## Supplied records
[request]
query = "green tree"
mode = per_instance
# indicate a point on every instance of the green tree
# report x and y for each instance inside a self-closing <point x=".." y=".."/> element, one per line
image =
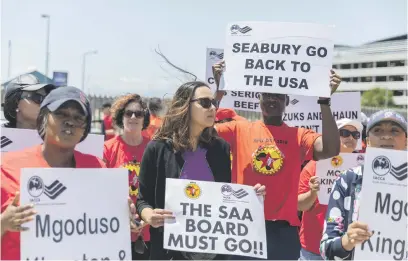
<point x="377" y="97"/>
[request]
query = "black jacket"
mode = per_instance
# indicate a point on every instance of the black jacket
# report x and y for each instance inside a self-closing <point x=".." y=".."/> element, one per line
<point x="160" y="162"/>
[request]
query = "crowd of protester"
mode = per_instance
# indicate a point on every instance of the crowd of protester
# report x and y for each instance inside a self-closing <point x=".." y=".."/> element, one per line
<point x="195" y="139"/>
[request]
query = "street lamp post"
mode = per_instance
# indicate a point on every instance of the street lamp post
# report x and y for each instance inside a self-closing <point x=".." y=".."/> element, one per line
<point x="47" y="46"/>
<point x="83" y="66"/>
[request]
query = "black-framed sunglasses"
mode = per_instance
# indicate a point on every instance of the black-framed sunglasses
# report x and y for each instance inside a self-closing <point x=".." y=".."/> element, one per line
<point x="138" y="114"/>
<point x="33" y="96"/>
<point x="206" y="102"/>
<point x="346" y="133"/>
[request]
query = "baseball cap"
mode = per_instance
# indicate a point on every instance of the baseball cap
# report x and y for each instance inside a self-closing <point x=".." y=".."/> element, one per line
<point x="364" y="119"/>
<point x="26" y="83"/>
<point x="59" y="96"/>
<point x="345" y="121"/>
<point x="386" y="115"/>
<point x="224" y="113"/>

## What you will do
Return, word for word, the lines of the data above from the line with "# indicate a point on every instance of the black jacket" through the line with "# indicate a point on every instance of the crowd", inclusive.

## Task output
# indicate a point on every instance of the black jacket
# report x and y for each instance inside a self-closing <point x=".." y=".."/> element, one per line
<point x="160" y="162"/>
[request]
query = "crowd of protester"
mode = per_instance
# indicate a point on every instance of the crowd of protester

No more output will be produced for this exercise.